Section 1.1 presents the purpose of the chapter.

Section 1.2 explains that this chapter applies to national wildlife refuges, waterfowl production areas, and coordination areas, which are all units of the System. It does not apply to administrative sites or national fish hatcheries.

Section 1.3 describes how the System mission and goals, and individual unit purposes relate to each other. It reiterates the NWRSIA-1997 language that clearly provides for a unit's purpose(s) to receive priority over the System mission, should there be a conflict between the two.

Section 1.4 describes the mission of the System.

Section 1.5 describes how the System mission relates to the Service mission. The network of lands and waters within the System clearly supports the Service mission of “* * * working with others, to conserve, protect, and enhance fish, wildlife, and plants and their habitats for the continuing benefit of the American people.”

Section 1.6 lists the goals of the System. These are:

A. To fulfill our statutory duty to achieve refuge purpose(s) and further the System mission;

B. Conserve, restore where appropriate, and enhance all species of fish, wildlife, and plants that are endangered or threatened with becoming endangered;

C. Perpetuate migratory bird, interjurisdictional fish, and marine mammal populations;

D. Conserve a diversity of fish, wildlife, and plants;

E. Conserve and restore as appropriate representative ecosystems of the United States, including the ecological processes characteristic of those ecosystems; and

F. To foster understanding and instill appreciation of native fish, wildlife, and plants, and their conservation, by providing the public with safe, high-quality, and compatible wildlife-dependent public use. Such use includes hunting, fishing, wildlife observation and photography, and environmental education and interpretation.

Section 1.7 describes each of these goals in more detail and justification for why each goal is appropriate for the System.

Section 1.8 explains the relationship the identified goals have to our management priorities. It reiterates the priorities established in the NWRSIA-1997 to be: (1) Wildlife, (2) wildlife-dependent uses, and (3) other uses.

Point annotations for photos
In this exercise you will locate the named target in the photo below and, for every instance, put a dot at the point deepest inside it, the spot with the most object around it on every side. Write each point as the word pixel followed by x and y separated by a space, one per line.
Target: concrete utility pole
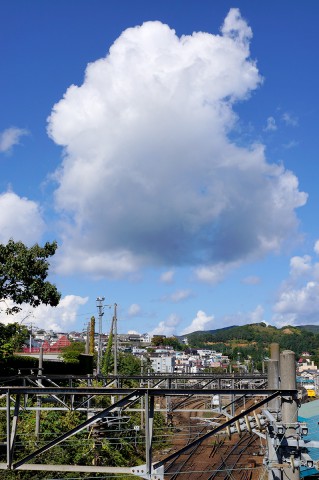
pixel 289 408
pixel 115 339
pixel 92 335
pixel 273 406
pixel 38 412
pixel 100 301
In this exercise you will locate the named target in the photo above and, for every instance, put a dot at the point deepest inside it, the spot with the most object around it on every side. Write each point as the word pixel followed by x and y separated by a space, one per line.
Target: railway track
pixel 216 458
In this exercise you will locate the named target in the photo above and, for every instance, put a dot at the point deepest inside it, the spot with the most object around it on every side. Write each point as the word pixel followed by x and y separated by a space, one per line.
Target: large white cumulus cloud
pixel 20 219
pixel 149 174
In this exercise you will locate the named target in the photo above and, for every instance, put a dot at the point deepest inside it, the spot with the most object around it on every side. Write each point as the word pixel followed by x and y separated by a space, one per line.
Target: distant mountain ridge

_Exercise tasks_
a. In the refuge system excerpt, copy the passage from "Section 1.8 explains" up to and including "(3) other uses.".
b. Do the following statements agree with the refuge system excerpt? For each one, answer yes or no and quote the words of the excerpt that decide it.
(i) The chapter applies to national fish hatcheries.
(ii) When a unit's purpose conflicts with the System mission, the unit's purpose receives priority.
(iii) Wildlife-dependent uses rank second among the management priorities.
c. Answer these questions using the refuge system excerpt.
(i) Which section describes the mission of the System?
(ii) Which three kinds of units does the chapter apply to?
(iii) Which activities does goal F list as included in wildlife-dependent public use?

_Solved problems_
a.
Section 1.8 explains the relationship the identified goals have to our management priorities. It reiterates the priorities established in the NWRSIA-1997 to be: (1) Wildlife, (2) wildlife-dependent uses, and (3) other uses.

b.
(i) No: "It does not apply to administrative sites or national fish hatcheries."
(ii) Yes: "clearly provides for a unit's purpose(s) to receive priority over the System mission, should there be a conflict between the two."
(iii) Yes: "(1) Wildlife, (2) wildlife-dependent uses, and (3) other uses."

c.
(i) Section 1.4
(ii) National wildlife refuges, waterfowl production areas, and coordination areas
(iii) Hunting, fishing, wildlife observation and photography, and environmental education and interpretation